--- EXERCISE DATA ---

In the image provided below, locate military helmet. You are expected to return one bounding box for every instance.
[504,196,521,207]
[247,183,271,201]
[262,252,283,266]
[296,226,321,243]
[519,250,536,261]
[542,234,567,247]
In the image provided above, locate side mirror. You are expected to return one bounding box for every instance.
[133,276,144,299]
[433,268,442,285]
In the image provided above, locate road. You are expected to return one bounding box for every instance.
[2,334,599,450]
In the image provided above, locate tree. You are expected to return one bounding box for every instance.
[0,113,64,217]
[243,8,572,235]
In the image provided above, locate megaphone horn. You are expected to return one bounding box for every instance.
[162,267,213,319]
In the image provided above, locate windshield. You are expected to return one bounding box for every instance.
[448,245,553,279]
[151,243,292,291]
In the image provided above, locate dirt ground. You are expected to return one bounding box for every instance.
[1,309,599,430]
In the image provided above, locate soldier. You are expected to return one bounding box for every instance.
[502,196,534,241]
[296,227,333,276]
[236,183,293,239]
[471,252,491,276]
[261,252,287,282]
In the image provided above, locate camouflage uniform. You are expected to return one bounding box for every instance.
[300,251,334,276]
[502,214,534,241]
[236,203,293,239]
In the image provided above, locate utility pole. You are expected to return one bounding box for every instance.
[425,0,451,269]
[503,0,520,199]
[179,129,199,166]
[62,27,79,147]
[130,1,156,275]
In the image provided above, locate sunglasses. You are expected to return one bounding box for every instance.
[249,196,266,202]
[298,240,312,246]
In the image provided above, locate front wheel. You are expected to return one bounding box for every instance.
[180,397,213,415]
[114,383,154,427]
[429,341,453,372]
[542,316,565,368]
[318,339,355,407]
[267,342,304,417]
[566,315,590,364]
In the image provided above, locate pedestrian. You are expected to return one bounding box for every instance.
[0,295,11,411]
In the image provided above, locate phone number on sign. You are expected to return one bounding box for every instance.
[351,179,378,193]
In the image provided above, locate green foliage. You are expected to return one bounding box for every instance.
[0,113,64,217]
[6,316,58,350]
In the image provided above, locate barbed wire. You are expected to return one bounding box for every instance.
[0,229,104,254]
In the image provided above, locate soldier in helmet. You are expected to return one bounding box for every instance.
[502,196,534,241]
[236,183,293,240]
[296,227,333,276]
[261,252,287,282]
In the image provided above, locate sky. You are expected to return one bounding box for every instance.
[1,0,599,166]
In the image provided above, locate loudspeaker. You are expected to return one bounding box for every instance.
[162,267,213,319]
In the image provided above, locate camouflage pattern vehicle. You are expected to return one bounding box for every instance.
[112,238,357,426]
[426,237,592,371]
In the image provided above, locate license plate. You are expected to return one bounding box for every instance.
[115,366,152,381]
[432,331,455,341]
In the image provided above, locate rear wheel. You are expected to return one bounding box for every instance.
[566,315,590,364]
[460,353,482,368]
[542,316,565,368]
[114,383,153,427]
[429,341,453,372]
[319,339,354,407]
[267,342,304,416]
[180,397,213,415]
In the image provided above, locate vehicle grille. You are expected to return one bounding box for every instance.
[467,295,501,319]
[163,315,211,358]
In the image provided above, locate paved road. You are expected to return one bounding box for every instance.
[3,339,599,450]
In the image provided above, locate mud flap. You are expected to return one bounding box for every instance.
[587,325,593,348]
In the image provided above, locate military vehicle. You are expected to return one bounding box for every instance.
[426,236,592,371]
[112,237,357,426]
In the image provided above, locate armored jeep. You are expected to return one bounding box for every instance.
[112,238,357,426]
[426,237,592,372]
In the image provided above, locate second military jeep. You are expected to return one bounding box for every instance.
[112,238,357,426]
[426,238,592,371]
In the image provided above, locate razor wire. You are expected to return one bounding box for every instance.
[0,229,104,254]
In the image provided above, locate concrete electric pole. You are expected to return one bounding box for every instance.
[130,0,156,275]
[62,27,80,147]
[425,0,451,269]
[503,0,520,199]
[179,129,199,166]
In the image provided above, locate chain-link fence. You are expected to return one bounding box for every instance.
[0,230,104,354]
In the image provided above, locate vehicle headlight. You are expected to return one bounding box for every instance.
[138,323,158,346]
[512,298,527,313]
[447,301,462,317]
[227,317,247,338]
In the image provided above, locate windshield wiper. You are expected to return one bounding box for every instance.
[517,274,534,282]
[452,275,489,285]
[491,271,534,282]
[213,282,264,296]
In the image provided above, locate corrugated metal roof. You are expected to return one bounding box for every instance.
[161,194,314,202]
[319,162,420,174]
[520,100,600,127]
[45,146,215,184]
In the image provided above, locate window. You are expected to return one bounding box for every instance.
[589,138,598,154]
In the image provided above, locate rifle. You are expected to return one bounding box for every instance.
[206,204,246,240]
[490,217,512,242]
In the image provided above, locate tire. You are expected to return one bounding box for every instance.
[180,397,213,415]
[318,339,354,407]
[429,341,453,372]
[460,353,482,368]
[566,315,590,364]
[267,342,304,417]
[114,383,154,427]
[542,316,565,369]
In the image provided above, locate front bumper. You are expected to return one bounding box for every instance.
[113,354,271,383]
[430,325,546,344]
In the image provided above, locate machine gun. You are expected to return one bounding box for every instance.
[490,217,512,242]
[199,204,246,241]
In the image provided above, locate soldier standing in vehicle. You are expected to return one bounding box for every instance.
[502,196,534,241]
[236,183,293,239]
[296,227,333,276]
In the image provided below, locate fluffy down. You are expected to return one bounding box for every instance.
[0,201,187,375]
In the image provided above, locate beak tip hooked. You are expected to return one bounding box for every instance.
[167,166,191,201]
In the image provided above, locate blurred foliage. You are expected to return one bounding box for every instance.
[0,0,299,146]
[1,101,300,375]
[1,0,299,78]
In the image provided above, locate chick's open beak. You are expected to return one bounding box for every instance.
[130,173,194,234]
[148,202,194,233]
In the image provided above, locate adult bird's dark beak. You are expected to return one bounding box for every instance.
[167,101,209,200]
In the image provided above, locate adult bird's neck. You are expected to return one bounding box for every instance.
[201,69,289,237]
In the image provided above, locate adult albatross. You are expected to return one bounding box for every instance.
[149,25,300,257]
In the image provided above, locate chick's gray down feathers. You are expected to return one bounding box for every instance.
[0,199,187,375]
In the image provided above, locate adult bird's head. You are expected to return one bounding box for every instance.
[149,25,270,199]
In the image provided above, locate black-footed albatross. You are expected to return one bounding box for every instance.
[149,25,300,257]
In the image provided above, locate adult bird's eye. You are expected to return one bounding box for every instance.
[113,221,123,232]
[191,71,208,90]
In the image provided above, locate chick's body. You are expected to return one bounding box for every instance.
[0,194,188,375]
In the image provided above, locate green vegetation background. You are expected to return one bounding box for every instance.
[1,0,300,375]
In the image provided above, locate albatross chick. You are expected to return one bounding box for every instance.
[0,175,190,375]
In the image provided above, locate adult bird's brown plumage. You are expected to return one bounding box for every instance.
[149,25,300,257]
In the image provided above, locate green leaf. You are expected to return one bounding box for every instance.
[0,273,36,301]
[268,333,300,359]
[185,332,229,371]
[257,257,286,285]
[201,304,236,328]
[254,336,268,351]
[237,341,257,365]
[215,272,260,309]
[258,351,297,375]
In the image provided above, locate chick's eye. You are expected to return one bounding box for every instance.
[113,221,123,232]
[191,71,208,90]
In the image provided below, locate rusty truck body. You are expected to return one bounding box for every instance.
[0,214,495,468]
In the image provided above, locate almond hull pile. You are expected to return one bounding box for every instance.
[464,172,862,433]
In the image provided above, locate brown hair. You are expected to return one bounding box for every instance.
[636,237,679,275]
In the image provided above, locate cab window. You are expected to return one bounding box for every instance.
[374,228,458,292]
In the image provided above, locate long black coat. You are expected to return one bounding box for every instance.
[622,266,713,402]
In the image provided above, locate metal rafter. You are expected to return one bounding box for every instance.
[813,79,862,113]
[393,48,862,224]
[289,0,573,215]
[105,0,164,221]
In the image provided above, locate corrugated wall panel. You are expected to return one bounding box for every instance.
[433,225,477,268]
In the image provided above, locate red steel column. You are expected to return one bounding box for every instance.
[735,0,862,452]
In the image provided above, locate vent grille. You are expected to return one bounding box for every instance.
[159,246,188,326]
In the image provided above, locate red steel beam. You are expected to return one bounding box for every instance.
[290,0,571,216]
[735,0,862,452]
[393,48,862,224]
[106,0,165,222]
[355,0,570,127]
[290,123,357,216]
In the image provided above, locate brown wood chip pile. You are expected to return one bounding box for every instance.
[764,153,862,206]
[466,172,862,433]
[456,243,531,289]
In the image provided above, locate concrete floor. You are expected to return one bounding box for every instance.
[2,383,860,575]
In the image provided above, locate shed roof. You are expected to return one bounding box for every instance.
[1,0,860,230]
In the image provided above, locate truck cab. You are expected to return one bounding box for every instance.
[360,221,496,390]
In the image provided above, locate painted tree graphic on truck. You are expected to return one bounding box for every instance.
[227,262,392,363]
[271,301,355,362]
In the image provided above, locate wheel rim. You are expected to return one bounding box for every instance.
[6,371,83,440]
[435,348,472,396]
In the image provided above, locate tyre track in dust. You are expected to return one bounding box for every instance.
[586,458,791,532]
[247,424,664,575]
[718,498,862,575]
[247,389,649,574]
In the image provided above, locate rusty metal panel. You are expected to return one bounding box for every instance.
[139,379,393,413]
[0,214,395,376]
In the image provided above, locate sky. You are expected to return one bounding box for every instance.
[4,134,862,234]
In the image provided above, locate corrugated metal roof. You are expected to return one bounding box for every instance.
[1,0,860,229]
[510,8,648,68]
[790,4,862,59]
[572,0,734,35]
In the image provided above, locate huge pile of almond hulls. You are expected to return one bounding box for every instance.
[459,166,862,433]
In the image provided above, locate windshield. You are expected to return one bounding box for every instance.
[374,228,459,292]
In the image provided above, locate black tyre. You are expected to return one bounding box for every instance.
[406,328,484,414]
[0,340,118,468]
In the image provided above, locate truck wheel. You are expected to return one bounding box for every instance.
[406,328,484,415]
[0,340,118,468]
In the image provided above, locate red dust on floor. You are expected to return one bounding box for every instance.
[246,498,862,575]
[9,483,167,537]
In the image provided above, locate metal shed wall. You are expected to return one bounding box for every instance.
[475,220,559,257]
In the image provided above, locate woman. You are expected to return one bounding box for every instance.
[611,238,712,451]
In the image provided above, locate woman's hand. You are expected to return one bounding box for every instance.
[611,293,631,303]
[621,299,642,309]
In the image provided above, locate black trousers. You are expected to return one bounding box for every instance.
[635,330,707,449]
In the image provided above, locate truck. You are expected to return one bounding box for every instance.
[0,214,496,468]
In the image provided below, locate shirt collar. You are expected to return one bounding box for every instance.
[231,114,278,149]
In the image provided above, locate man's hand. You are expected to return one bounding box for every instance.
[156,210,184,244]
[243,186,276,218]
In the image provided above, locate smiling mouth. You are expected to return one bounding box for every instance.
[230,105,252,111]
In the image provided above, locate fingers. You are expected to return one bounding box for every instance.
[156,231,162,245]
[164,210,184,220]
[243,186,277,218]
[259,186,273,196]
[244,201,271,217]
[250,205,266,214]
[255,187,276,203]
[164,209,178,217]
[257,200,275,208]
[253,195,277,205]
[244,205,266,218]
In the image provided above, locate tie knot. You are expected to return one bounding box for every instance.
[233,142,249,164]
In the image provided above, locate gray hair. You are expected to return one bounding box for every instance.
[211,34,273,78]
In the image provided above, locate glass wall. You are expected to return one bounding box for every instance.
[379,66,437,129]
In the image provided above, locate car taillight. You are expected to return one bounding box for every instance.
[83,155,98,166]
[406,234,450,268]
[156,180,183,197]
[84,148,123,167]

---

> [EXERCISE PROMPT]: Begin with the line containing "In the image provided above, locate glass" and retype it and each line after it through the end of the records, keeping them exact and including nothing more.

> [RESPONSE TO THIS TASK]:
In the image provided above, locate glass wall. You are expected to return one bounding box for every instance.
[379,66,437,129]
In the image provided above, locate car taillight. You are expected to return one bounding box for every instance.
[83,155,98,166]
[406,234,450,268]
[156,180,183,197]
[84,148,123,167]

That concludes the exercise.